TASK MATERIAL:
--- START ---
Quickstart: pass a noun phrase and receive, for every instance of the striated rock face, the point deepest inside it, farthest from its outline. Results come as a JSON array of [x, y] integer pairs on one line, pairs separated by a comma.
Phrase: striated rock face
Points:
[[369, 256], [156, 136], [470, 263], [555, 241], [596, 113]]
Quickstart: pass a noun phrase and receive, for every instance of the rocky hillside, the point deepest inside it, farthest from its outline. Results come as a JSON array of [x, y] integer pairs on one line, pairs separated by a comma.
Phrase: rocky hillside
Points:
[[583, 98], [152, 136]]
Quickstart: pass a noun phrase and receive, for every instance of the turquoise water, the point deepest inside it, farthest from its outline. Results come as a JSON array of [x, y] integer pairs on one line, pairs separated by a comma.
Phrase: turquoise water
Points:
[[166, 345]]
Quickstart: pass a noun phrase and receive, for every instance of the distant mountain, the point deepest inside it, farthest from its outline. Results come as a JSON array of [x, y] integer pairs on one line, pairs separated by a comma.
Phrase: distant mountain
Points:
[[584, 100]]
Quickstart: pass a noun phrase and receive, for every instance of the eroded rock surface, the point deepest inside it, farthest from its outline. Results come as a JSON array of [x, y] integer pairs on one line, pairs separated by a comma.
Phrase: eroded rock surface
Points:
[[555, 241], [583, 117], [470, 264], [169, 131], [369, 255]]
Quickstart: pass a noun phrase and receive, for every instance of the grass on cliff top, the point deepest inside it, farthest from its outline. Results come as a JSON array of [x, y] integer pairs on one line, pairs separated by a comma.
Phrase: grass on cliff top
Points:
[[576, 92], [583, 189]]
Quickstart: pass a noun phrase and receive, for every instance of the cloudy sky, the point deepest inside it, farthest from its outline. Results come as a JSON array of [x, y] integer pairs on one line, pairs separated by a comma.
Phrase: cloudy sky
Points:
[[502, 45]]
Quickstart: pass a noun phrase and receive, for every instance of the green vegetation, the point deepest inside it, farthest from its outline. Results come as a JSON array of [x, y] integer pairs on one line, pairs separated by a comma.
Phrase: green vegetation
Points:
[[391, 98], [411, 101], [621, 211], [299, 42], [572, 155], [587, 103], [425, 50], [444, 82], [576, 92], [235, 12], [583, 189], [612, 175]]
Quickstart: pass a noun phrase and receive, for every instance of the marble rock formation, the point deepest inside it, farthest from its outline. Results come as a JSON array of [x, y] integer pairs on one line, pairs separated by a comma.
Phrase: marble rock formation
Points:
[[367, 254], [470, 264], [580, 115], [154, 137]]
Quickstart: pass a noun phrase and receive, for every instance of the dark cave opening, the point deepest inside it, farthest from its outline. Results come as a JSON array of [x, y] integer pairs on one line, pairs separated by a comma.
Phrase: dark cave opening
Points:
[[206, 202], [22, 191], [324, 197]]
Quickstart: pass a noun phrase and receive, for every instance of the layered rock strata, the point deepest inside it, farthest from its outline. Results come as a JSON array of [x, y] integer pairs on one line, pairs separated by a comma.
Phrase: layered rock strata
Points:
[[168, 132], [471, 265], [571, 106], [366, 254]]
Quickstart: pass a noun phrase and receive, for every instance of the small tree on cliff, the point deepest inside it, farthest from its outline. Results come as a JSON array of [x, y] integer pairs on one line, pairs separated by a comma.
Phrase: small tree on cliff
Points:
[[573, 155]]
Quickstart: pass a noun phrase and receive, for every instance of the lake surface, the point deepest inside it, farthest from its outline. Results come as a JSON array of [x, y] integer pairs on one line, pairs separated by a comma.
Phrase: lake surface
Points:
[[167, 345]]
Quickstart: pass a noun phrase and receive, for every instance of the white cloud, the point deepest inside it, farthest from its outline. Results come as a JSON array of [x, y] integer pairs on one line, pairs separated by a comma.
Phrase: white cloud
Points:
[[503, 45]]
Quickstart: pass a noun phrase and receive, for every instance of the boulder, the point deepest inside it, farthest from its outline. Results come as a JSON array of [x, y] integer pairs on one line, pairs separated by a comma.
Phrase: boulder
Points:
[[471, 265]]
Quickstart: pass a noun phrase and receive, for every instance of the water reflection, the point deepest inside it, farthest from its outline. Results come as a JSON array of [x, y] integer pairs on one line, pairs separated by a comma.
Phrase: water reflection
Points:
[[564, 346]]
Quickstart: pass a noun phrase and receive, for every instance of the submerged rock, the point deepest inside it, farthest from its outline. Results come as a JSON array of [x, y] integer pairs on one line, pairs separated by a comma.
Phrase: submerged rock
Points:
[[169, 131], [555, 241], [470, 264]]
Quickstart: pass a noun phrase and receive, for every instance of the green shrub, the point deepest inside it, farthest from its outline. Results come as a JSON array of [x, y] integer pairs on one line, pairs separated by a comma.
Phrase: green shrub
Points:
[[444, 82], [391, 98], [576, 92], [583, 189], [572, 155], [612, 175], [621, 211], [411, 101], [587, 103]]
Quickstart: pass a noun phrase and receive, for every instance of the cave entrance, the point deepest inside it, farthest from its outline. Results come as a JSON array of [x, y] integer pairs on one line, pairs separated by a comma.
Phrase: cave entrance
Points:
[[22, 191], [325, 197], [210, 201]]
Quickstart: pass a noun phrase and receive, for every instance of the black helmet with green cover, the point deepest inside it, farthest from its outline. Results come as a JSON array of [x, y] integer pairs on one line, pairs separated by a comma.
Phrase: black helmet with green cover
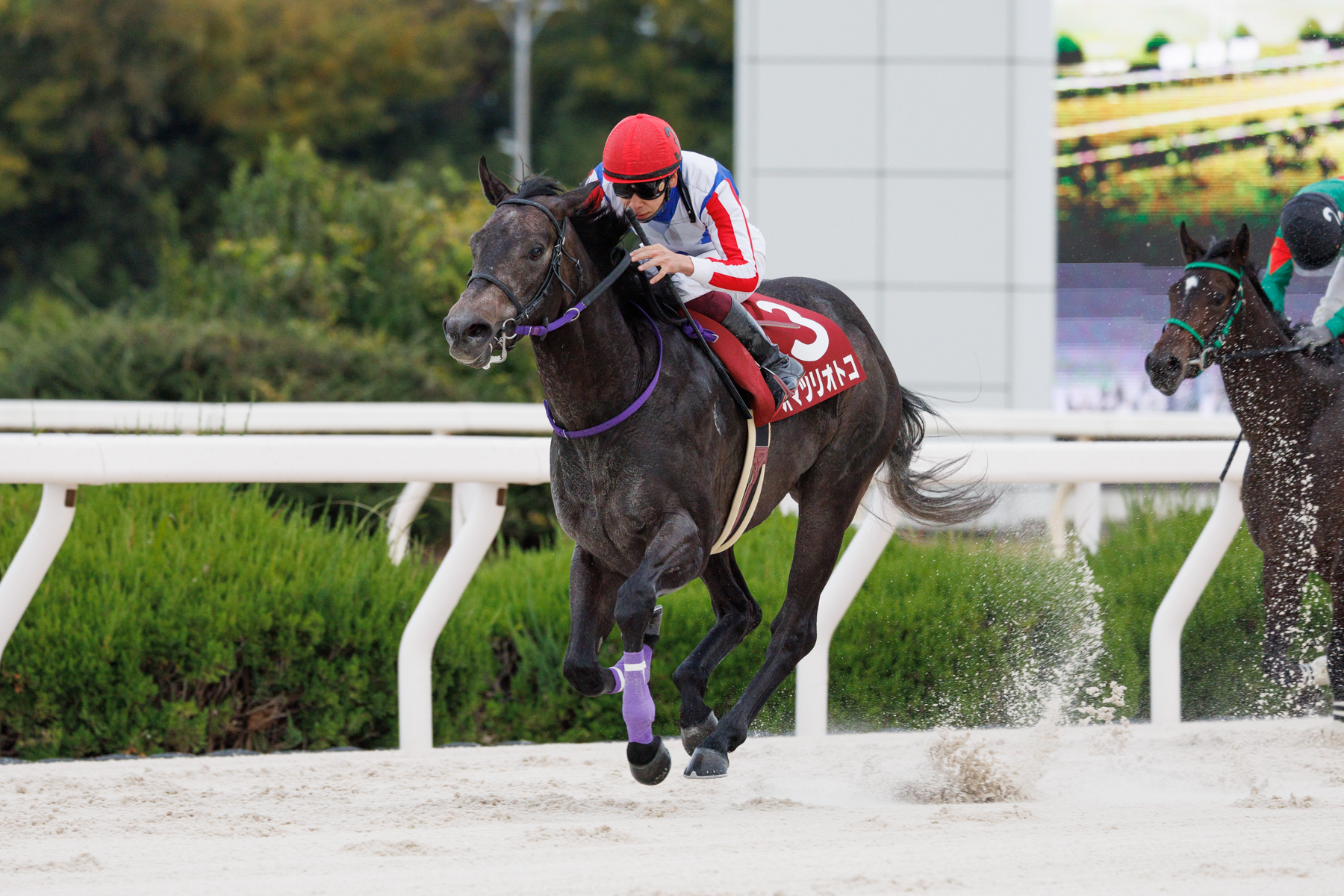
--- END ---
With images left out, the data must be transcribed exactly.

YOUR SOLUTION:
Quickstart: pass a noun phrase and receive, for every instance of the striated rock face, the point deepest inside it, farthest from its outline. Results come as a JSON array of [x, y] integer pairs on one line, pairs separated by a comma.
Phrase: striated rock face
Points:
[[369, 256], [156, 136], [470, 263], [555, 241], [596, 113]]
Quickstart: pass a noun phrase and receive, for every instance of the rocky hillside, the point deepest inside it, farthest from its outline. Results come as a JSON array of [x, y] integer pairs on one line, pairs separated by a comma.
Phrase: rocky hillside
Points:
[[583, 98], [152, 136]]
Quickstart: pass a noun phrase and receive, for every instance of the turquoise water, the point deepest inside it, farthest from its outline. Results come as a JSON array of [x, y] integer pairs on one line, pairs separated by a comma.
Phrase: turquoise water
Points:
[[166, 345]]
Quickstart: pass a noun phrase and receive, for every instance of the distant mountain, the point deepest inside it, farthest from its outline. Results come as a JSON array of [x, y] integer pairs on one line, pairs separated by a comma.
Phrase: distant mountain
Points:
[[584, 100]]
Quickstart: pass a noun phrase and receive, for every instance of the eroded rock surface, the point deepest inside it, farthest from its outline. Results come as a JSON array of [x, y] integer pairs on one line, pairs separated by a comma.
Phrase: eroded rock surface
Points:
[[555, 241], [583, 117], [470, 264], [169, 131], [369, 255]]
Quickstart: pass a noun phrase and receive, for every instance of the grass on cliff top, the point deepest inside it, farthest from its outline. Results come as a JSON array of [x, y] integer pairs on one line, pairs separated by a comma.
Phrase: grass on cliff top
Points:
[[576, 92], [583, 189]]
Quickstart: pass a noun phrase and receive, for every instance of the cloudy sky, the point deepest inside it, farthest from its outline. Results come as a JSON array of [x, y] integer pairs on one line, pairs separated by a comma.
Phrase: cloudy sky
Points:
[[502, 45]]
Quickstart: pass a noun phrase and receive, for every instance of the green vegetation, the point deepest inside it, farthest from its outline. Results come as a JSON array of [x, y] integer pairs on one line, pairs separated by a comma.
Phrase: green vegetation
Points:
[[391, 98], [411, 101], [621, 211], [299, 42], [572, 155], [587, 103], [425, 50], [444, 82], [576, 92], [235, 12], [583, 189], [612, 175]]
Quickstart: pass a noun phrase and receive, for every instance of the marble rock formation, the point deepest inside it, farthest from its outline. Results come as a JSON array of [x, y] integer pairs on one line, pairs separated by a comma.
Phrase: marble rock formation
Points:
[[367, 254], [470, 264], [580, 115], [154, 137]]
Quickstart: pass a noun phrase and receive, for every instance of the dark cave opening, the point deepest inside it, farthest from its outline. Results come as a JSON array of [x, y] integer pairs on one line, pairs separated by a comma.
Phrase: dark cave opening
Points:
[[206, 202], [22, 191], [324, 197]]
Quickstart: pass a noun phrase and receive, for every instance of the layered rock strata, the point deepest inside it, farthest from its outline. Results come as a JSON array of [x, y] integer pairs on one line, pairs separated by a comma.
Phrase: layered rock strata
Points:
[[168, 132], [471, 265], [571, 106], [366, 254]]
Quickstart: pass a noun phrase and receive, for every instance of the small tree on cliff, the point deepest inside it, farthest from its outline. Results come as a JSON array of [x, y] integer pairs on one line, pairs separated by a comma.
Phrase: small tree on cliff
Points:
[[573, 155]]
Quickstart: pass a noun phrase and receive, for every instance of the lake surface, the point deepest inside it, farthest from its outline. Results come as a JSON array of [x, y] integer pairs on one line, pairs separated by a comma.
Phrase: lake surface
Points:
[[167, 345]]
Quickstart: pass a noun phrase and receive, for every instance of the white cloud, the point deepest inside it, farthest from its outline. Results come as a JSON array of [x, y] integer pairs on one line, pairs separated by a comma.
Phrase: white cloud
Points:
[[503, 45]]
Quickstart: pass a noun phrase and receive, for every instance of the boulder, the point deepest inside it, farthest from its outline. Results come as a JSON array of [x, y] integer pairs on one line, pairs separated by a comma.
Phrase: boulder
Points:
[[471, 265]]
Quickstart: pass a noun phrase and receive, for every instance of the water reflection, the point deepest inside it, farthest from its outline. Results come as a JSON array of [x, y] integer pairs on one line, pairs separated by a comma.
Phrase: water reflection
Points:
[[564, 346]]
Quickstart: pass a noun phrase and receive, for every instance of the submerged rock, the point deepest inside it, farthest from its outline. Results come as a JSON array of [x, y] integer pairs on one line, pairs separated by a comma.
Phrase: submerged rock
Points:
[[169, 131], [555, 241], [470, 264]]
Quickstart: pass a noun phrase and receive, for every instance of the green shrub, the point deepest inside it, farthest from its outline. Results come as a JSON array of [x, y] integer pairs on one line, pairs separated by a comma.
Phrase: green shrub
Points:
[[444, 82], [391, 98], [576, 92], [583, 189], [572, 155], [612, 175], [621, 211], [411, 101], [587, 103]]
Quickstart: pass a noun phrase and receive, for every instance of the cave entrance, the point deepest inside it, farthest from its outline. Results come as a JSON array of [x, y] integer pairs on one line, pairs separated by a comma.
Phrase: cave entrance
Points:
[[22, 191], [325, 197], [210, 201]]
Quickstart: pass a noun phrase and receive, for every instance of the black helmet with green cover, the point deepest inside it, farthest from its outline. Results come as a JSON array of [x, y] integer pairs on one line, pairs separated by a comma.
Phrase: black helmet with green cover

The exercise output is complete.